* **练习任务 A**:
请把介绍 GradientTape 的这段文本中从含有"tf.Tensor(6.0, shape=(), dtype=float32)"的那句起、到"on non-persistent tapes."止的部分原样重抄一遍。
* **练习任务 B**:
把介绍 GradientTape 的文本里的这句话译成中文："GradientTape.gradient can only be called once on non-persistent tapes."

如果是False,那麼只能顯示調用Watch()方法對某些變量就梯度了

例1 - persistent =False and watch_accessed_variables=True ,也就是默認值

import tensorflow as tf
x= tf.Variable(initial_value=3.0)
with tf.GradientTape() as g:
    y = x * x
dy_dx = g.gradient(y, x)  # Will compute to 6.0
print(dy_dx)
dy_dx = g.gradient(y, x)
print(dy_dx)

執行結果調用第一次gradient()方法返回6,而第二次就拋錯,因爲persistent默認是False(GradientTape.gradient can only be called once on non-persistent tapes

tf.Tensor(6.0, shape=(), dtype=float32)
Traceback (most recent call last):
  File "**/GradientTape_test.py", line 70, in <module>
    test1()
  File "**/test/GradientTape_test.py", line 11, in test1
    dy_dx = g.gradient(y, x)  # Will compute to 6.0
  File "**\lib\site-packages\tensorflow_core\python\eager\backprop.py", line 980, in gradient
    raise RuntimeError("GradientTape.gradient can only be called once on "
RuntimeError: GradientTape.gradient can only be called once on non-persistent tapes.

例2 - persistent =True and watch_accessed_variables=True,

import tensorflow as tf
x= tf.Variable(initial_value=3.0)

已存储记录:
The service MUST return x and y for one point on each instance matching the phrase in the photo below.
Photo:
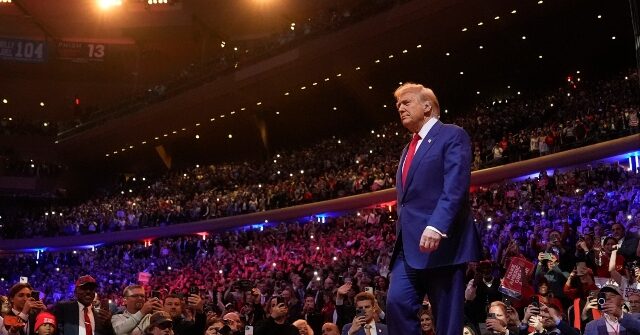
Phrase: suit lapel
(425, 146)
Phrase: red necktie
(407, 161)
(87, 322)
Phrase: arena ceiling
(468, 51)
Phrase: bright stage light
(106, 4)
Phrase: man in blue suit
(436, 235)
(364, 322)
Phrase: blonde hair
(424, 94)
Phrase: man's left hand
(103, 315)
(430, 240)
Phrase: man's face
(328, 284)
(46, 329)
(85, 294)
(309, 303)
(135, 299)
(21, 298)
(634, 303)
(614, 298)
(367, 305)
(617, 231)
(330, 329)
(173, 306)
(233, 320)
(284, 310)
(413, 113)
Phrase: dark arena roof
(234, 80)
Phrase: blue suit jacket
(381, 329)
(628, 325)
(437, 195)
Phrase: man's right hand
(151, 306)
(279, 311)
(33, 304)
(357, 323)
(344, 289)
(591, 304)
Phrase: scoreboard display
(80, 51)
(23, 50)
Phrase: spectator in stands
(136, 316)
(311, 315)
(75, 317)
(613, 319)
(330, 329)
(234, 322)
(549, 321)
(45, 324)
(480, 291)
(276, 324)
(189, 320)
(25, 307)
(160, 323)
(426, 322)
(364, 322)
(303, 327)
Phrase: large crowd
(502, 131)
(578, 227)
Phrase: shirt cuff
(437, 231)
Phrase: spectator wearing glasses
(137, 313)
(160, 323)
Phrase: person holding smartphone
(614, 320)
(276, 323)
(364, 322)
(24, 307)
(79, 316)
(188, 316)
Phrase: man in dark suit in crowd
(436, 235)
(25, 307)
(364, 322)
(79, 317)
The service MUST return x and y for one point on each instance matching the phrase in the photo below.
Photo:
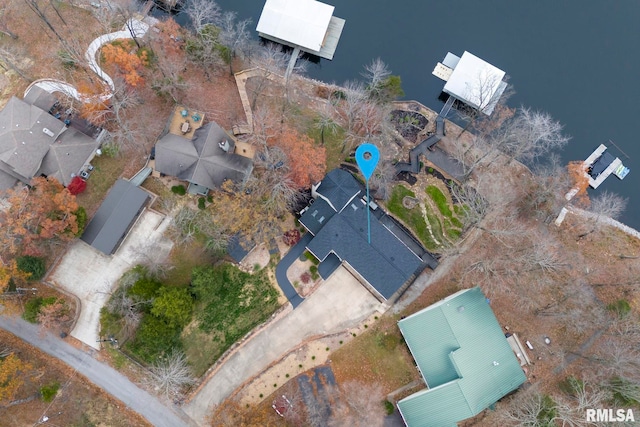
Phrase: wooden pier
(615, 167)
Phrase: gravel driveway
(91, 275)
(338, 304)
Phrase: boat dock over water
(600, 164)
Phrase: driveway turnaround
(338, 304)
(281, 270)
(99, 374)
(91, 275)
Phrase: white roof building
(306, 24)
(472, 81)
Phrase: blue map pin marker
(367, 156)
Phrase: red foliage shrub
(291, 237)
(305, 277)
(77, 185)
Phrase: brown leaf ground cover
(77, 403)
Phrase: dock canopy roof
(475, 82)
(464, 358)
(302, 23)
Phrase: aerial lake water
(576, 60)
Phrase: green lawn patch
(440, 200)
(184, 258)
(412, 218)
(378, 354)
(229, 304)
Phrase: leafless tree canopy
(529, 135)
(607, 204)
(171, 375)
(202, 12)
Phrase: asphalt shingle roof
(116, 215)
(201, 160)
(386, 264)
(28, 149)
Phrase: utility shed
(305, 24)
(464, 358)
(115, 217)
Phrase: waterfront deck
(615, 167)
(442, 72)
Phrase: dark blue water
(577, 60)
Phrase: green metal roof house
(464, 358)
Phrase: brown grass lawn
(77, 403)
(183, 258)
(377, 356)
(105, 173)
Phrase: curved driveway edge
(284, 264)
(103, 376)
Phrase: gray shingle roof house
(115, 217)
(34, 143)
(464, 358)
(206, 160)
(338, 221)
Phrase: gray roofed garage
(115, 217)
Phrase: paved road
(283, 266)
(99, 374)
(91, 276)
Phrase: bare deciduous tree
(524, 409)
(528, 136)
(171, 375)
(202, 13)
(235, 36)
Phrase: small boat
(600, 164)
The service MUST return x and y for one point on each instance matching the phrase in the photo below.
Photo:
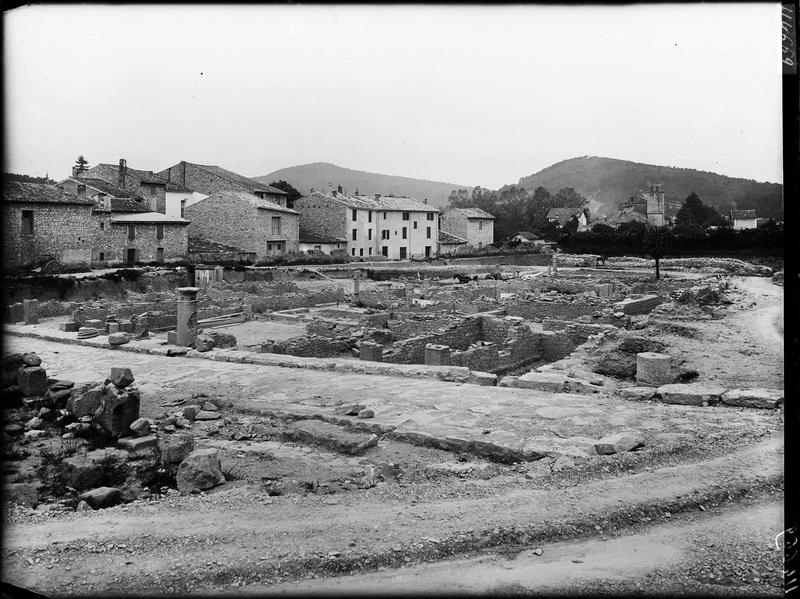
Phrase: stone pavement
(492, 421)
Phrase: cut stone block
(690, 394)
(653, 368)
(753, 398)
(139, 446)
(32, 380)
(618, 443)
(200, 470)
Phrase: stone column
(30, 310)
(187, 316)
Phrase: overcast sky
(474, 95)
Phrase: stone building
(450, 244)
(43, 223)
(245, 221)
(207, 179)
(397, 228)
(474, 225)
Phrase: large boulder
(200, 470)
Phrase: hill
(324, 175)
(607, 181)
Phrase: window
(27, 222)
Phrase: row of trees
(517, 209)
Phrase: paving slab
(570, 424)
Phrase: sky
(470, 95)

* **参考答案 A**:
tf.Tensor(6.0, shape=(), dtype=float32)
Traceback (most recent call last):
  File "**/GradientTape_test.py", line 70, in <module>
    test1()
  File "**/test/GradientTape_test.py", line 11, in test1
    dy_dx = g.gradient(y, x)  # Will compute to 6.0
  File "**\lib\site-packages\tensorflow_core\python\eager\backprop.py", line 980, in gradient
    raise RuntimeError("GradientTape.gradient can only be called once on "
RuntimeError: GradientTape.gradient can only be called once on non-persistent tapes.

* **参考答案 B**:
GradientTape.gradient 在非持久的 tape 上只能调用一次。